The data Start Marker

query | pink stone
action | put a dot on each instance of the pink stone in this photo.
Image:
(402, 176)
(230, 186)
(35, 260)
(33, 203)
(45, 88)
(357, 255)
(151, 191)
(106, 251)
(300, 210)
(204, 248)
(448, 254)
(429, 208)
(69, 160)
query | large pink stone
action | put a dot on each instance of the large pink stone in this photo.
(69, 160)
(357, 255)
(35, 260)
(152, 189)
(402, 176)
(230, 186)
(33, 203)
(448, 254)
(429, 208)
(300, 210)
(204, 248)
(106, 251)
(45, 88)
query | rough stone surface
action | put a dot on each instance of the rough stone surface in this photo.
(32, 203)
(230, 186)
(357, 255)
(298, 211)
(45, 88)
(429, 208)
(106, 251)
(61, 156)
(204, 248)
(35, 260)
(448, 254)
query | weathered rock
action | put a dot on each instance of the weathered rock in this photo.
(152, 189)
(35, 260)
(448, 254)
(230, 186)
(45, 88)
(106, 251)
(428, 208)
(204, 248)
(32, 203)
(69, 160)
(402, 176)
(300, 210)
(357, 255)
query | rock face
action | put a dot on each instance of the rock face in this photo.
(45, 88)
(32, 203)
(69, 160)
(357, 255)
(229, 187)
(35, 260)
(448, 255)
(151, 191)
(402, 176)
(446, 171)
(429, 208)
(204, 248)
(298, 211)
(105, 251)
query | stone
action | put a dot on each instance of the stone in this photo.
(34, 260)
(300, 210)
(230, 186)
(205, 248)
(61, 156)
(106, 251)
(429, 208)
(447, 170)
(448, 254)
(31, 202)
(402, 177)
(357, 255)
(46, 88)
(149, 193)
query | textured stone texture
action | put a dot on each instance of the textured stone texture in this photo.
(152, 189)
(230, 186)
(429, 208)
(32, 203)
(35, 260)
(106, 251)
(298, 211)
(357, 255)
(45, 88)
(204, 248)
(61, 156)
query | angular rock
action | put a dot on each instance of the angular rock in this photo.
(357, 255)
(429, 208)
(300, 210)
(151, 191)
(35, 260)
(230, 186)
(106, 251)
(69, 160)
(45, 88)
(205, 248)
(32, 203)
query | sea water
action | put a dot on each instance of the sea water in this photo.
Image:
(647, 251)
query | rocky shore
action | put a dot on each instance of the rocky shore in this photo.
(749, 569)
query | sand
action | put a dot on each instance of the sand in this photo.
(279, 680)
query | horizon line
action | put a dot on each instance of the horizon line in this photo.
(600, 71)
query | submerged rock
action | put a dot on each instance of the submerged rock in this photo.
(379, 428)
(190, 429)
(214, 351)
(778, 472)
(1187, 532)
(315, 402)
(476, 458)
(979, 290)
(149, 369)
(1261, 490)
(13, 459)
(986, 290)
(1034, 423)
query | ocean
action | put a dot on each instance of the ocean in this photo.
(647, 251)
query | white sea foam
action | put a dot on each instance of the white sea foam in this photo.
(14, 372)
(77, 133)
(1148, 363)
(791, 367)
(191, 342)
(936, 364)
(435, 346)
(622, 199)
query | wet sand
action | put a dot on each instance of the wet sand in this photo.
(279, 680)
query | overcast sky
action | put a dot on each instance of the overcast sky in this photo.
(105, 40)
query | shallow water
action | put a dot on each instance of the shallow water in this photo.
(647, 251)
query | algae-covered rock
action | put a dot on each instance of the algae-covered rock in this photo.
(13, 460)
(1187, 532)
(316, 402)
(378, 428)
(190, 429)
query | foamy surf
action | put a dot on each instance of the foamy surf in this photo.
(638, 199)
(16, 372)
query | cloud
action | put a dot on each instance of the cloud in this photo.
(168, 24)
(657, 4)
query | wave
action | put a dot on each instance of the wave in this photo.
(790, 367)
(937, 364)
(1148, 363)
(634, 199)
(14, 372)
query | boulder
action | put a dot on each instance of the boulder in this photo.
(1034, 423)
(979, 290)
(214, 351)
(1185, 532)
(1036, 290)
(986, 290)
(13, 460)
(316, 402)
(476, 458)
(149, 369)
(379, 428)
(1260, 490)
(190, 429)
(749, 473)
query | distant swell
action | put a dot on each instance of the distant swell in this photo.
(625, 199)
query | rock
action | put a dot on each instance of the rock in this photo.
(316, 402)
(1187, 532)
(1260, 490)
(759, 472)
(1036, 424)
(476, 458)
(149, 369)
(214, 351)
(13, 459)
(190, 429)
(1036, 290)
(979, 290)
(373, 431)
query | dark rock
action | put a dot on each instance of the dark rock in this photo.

The data End Marker
The data Start Marker

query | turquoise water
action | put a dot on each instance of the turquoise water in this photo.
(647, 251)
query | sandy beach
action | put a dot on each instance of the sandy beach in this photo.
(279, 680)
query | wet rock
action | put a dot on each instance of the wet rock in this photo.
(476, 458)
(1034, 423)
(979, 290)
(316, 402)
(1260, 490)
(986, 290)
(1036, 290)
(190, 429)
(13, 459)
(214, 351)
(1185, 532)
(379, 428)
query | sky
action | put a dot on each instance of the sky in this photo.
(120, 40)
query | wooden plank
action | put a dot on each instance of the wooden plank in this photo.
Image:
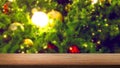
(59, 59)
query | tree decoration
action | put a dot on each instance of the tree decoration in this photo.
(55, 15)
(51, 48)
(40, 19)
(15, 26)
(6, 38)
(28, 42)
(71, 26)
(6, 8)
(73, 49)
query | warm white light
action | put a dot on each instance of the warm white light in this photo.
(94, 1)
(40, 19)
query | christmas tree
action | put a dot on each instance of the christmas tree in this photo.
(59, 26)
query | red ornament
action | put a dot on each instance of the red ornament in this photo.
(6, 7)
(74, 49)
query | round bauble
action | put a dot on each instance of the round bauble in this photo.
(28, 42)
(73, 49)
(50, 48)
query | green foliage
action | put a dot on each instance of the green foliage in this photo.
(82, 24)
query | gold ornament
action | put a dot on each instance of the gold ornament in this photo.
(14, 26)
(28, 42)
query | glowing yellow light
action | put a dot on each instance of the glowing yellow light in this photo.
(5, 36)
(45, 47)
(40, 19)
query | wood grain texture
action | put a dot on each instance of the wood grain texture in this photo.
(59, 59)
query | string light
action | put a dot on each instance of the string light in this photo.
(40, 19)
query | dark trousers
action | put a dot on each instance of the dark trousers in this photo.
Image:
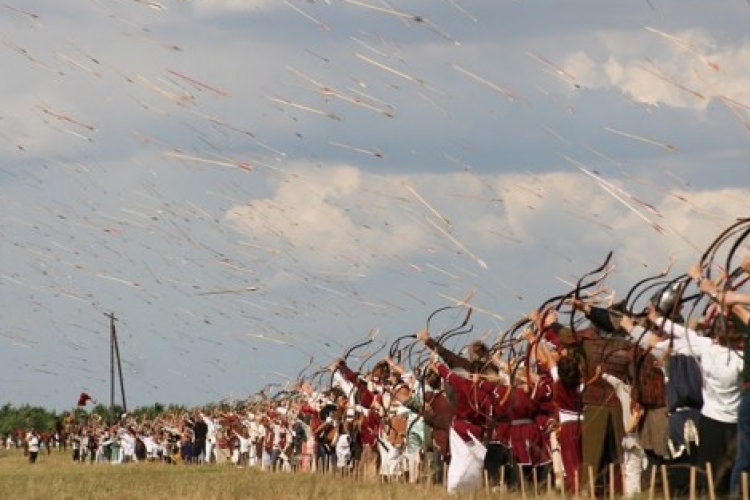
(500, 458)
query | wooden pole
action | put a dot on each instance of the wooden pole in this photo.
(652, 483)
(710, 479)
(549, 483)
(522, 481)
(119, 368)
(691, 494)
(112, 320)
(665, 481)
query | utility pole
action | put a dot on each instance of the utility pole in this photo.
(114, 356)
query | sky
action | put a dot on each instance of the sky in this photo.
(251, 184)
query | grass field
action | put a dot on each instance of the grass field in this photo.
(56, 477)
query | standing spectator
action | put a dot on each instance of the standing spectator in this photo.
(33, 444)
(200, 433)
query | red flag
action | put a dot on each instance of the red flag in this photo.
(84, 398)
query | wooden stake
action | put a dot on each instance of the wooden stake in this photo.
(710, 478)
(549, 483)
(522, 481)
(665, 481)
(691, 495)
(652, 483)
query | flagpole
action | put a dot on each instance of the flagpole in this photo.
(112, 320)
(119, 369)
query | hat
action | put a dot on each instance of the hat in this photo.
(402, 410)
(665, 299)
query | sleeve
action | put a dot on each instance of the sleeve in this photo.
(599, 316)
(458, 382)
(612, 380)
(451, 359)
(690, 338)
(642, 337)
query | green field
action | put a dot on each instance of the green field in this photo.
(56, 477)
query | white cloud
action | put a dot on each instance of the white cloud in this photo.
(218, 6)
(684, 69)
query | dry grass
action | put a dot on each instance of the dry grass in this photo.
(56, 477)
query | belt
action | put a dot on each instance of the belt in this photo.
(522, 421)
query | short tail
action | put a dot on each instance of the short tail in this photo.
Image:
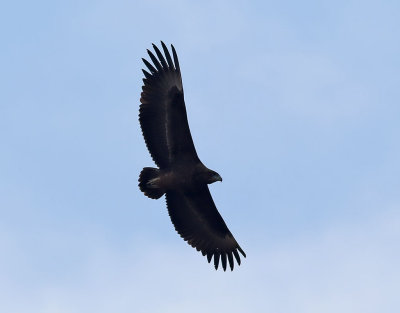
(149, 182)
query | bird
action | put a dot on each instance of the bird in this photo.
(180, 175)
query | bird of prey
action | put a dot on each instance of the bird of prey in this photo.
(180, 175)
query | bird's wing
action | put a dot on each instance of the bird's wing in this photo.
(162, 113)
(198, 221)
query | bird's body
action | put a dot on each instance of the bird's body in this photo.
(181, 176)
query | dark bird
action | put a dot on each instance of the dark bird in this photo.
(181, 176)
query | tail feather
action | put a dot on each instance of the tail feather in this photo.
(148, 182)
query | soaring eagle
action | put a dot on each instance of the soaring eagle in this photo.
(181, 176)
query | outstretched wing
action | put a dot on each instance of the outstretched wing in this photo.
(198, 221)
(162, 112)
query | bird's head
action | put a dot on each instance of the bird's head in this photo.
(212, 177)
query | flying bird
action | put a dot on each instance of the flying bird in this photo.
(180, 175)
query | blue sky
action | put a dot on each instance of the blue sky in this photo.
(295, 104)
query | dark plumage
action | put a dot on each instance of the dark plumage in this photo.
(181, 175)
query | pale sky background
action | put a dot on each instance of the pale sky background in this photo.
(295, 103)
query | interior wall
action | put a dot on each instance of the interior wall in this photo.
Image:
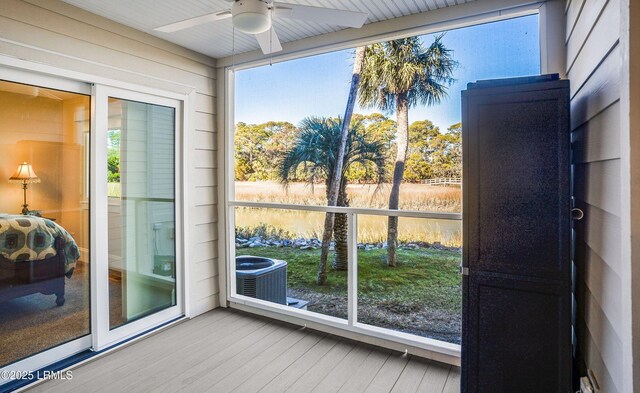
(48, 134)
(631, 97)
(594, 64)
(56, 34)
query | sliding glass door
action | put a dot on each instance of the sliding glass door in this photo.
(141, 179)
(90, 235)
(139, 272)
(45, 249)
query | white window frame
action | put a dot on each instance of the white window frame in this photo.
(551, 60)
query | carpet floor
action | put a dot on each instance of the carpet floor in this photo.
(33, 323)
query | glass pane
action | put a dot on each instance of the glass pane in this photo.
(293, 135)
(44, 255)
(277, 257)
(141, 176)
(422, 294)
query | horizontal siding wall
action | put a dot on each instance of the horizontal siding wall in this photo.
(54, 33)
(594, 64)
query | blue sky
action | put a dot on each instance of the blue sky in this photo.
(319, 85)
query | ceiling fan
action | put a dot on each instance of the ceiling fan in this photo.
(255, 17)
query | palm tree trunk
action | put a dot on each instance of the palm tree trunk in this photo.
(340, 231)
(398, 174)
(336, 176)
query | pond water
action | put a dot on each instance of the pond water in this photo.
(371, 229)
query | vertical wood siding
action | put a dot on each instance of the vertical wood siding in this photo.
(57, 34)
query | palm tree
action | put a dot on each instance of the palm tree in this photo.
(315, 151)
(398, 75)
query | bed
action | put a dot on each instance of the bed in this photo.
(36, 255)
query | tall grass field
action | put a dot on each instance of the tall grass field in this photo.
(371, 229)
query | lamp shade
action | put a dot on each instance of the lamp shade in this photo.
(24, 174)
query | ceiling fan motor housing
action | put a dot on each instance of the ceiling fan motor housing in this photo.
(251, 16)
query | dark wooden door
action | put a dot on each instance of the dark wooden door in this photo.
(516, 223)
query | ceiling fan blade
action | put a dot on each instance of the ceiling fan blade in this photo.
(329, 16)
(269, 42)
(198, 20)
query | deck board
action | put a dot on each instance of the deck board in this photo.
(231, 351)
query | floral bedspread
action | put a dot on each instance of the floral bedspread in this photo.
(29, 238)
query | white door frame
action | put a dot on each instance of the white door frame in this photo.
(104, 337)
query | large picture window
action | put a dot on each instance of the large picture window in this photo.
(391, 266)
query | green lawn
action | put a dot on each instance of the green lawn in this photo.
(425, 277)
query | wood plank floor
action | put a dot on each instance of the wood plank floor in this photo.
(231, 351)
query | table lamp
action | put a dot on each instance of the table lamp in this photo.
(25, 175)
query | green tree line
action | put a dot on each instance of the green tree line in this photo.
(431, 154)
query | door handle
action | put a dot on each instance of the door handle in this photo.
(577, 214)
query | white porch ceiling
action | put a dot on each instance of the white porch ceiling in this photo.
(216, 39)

The data End Marker

**What to do**:
The result should be every line that contains "interior", copied from the entries.

**Response for this exercise**:
query | interior wall
action | put a dot on each instance of the interior wall in this photo.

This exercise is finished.